→ **Okuma Parçası**
Kur’an-ı Kerim’de tevhit (ihlas) suresinin birinci ayetinde “ahad” kelimesi ile “tevhid-i ehedi”, yani Allah’ın zatının besit ve bileşeni olmadığına işaret edilmiştir. Ve surenin sonunda da “velem yekun lehu kufuven ahad” ile Onun hiçbir zaman eş ve denginin olmadığına vurgu yapılmıştır; bu da tevhidi vahidiye ve Allah için şerikin (ortak) reddedilmesine dair bir doğrultudur .[38]
Tevhid-i Sıfati
Tevhid-i sıfati (sıfatta tevhit), Allah’ın zatı ile sıfatlarının aynı olduğu anlamındadır. Şia mezhebi esasına göre, Allah’ın sıfatları, Onun zatından ayrı değildir ki Allah’ın zatı onlarla anlatılsın. Bilakis Allah’ın tüm sıfatları, hem birbirlerinin aynısıdırlar ve hem de zatı ile aynıdırlar. Yani, Onun ilminin hakikati aynı zamanda gücüdür de, hatta tüm varlığı ilim ve varlığının tamamı güç ve diğer zati sıfatlarıdırlar ve tüm sıfatları birbirlerinin aynısıdırlar.

→ **Sağlanan Malzeme**

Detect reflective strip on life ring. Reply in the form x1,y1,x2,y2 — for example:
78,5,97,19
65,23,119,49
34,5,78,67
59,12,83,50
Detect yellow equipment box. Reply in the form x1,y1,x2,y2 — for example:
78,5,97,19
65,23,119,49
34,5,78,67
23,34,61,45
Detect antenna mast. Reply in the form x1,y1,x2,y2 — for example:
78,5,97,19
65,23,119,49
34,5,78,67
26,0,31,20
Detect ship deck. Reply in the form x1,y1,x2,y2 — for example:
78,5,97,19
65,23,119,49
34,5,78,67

--

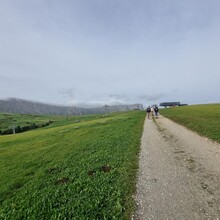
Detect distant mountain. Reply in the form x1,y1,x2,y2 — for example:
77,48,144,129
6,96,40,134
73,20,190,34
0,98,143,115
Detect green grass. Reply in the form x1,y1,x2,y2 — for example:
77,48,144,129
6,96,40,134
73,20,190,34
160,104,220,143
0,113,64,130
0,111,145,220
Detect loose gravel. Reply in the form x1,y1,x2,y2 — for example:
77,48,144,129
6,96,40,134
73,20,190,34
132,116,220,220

→ **Problem Tanımı A**
Aşağıdaki ifadelerin okuma parçasıyla uyuşup uyuşmadığını belirtiniz. Her ifade için "evet" ya da "hayır" yanıtını, karara esas olan sözleri parçadan aynen alıntılayarak veriniz. (i) Şia mezhebine göre Allah’ın sıfatları, Onun zatından ayrıdır. (ii) İhlas suresinin birinci ayetinde “ahad” kelimesi yer almaktadır. (iii) Surenin sonunda Allah’ın eş ve denginin bulunmadığı vurgulanmaktadır.
→ **Problem Tanımı B**
Girdilerde "Detect loose gravel." ifadesini içeren satırdan "132,116,220,220" ifadesini içeren satıra kadar uzanan bölümü, her iki uç satır da dahil olmak üzere, hiçbir değişiklik yapmadan çıkarınız.
Okuma parçası ile girdiler birbirinden farklı kaynaklardan alınmıştır.

→ **Doğru Yanıt A**
(i) Hayır: "Allah’ın sıfatları, Onun zatından ayrı değildir"
(ii) Evet: "Kur’an-ı Kerim’de tevhit (ihlas) suresinin birinci ayetinde “ahad” kelimesi ile"
(iii) Evet: "Onun hiçbir zaman eş ve denginin olmadığına vurgu yapılmıştır"

→ **Doğru Yanıt B**
Detect loose gravel. Reply in the form x1,y1,x2,y2 — for example:
77,48,144,129
6,96,40,134
73,20,190,34
132,116,220,220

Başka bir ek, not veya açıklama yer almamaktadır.